Industria Textil e do Vestuário - Textile Industry - Ano XVI

Industria Textil e do Vestuário - Textile Industry - Ano XVI

Fonte:|riotintopb.blogspot.com|
Ademilson José

Apesar de ter emprego, moradia e comida a baixos preços e muito lazer e entretenimento oferecidos gratuitamente pelos seus patrões, foi sob muita pressão, sujeição e temor que viveu a comunidade operária de Rio Tinto, nas primeiras décadas de sua formação, mais precisamente entre 1918 (quando a fábrica começou a ser fundada) e a década de 60 (quando os vigias da empresa deixaram de fazer ou de se infiltrar no policiamento local).
E isso se deu porque, para instalar a Companhia de Tecidos Rio Tinto (CTRT), os Lundgren foram beneficiados com uma isenção fiscal de 25 asnos, concedida pelo então governador da Paraíba, Camilo de Holanda e aprovada pela Assembléia Legislativa. Na contrapartida, no entanto, ficou estabelecido que a fábrica deveria se responsabilizar pelos serviços de educação, saúde e segurança pública da vila operária e da população. Eis o começo da desgraça social e de toda confusão.
É que, para fazer a segurança da população, a fábrica constituiu uma milícia privada que, seja cumprindo ordens ou à revelia dos seus chefes, cometeu os mais diversos tipos de desmandos na comunidade, proporcionando assim um regime de arbitrariedades que perdurou por mais três décadas na região.

__Trecho das linhas__.
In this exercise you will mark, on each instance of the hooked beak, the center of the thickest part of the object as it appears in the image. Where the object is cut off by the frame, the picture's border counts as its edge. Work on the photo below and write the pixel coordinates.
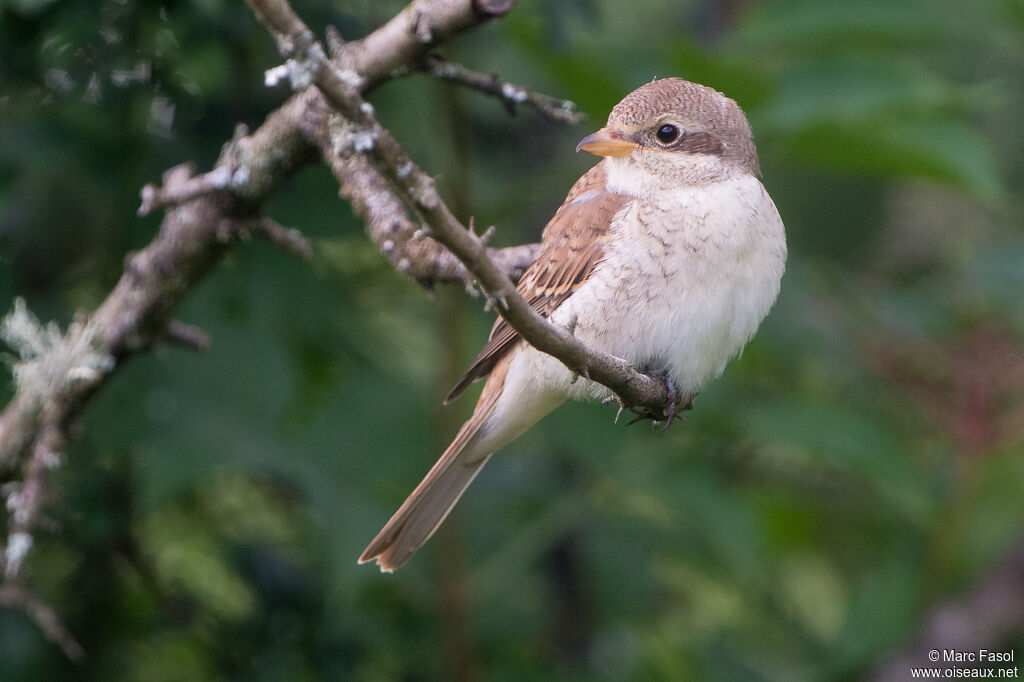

__Tarefas a fazer__.
1) Resuma em duas frases o texto sobre a comunidade operária de Rio Tinto.
2) Transcreva do texto sobre a comunidade operária de Rio Tinto o trecho entre "E isso se deu" e "de toda confusão.", inclusive.

__Lista de respostas__.
1) Entre 1918 e a década de 60, a comunidade operária de Rio Tinto viveu sob pressão, sujeição e temor, apesar de ter emprego, moradia e comida a baixos preços e lazer gratuito oferecidos pelos patrões. Isso se deu porque, em troca da isenção fiscal concedida para instalar a Companhia de Tecidos Rio Tinto, a fábrica ficou responsável pela segurança pública e criou uma milícia privada que cometeu desmandos por mais três décadas.

2)
E isso se deu porque, para instalar a Companhia de Tecidos Rio Tinto (CTRT), os Lundgren foram beneficiados com uma isenção fiscal de 25 asnos, concedida pelo então governador da Paraíba, Camilo de Holanda e aprovada pela Assembléia Legislativa. Na contrapartida, no entanto, ficou estabelecido que a fábrica deveria se responsabilizar pelos serviços de educação, saúde e segurança pública da vila operária e da população. Eis o começo da desgraça social e de toda confusão.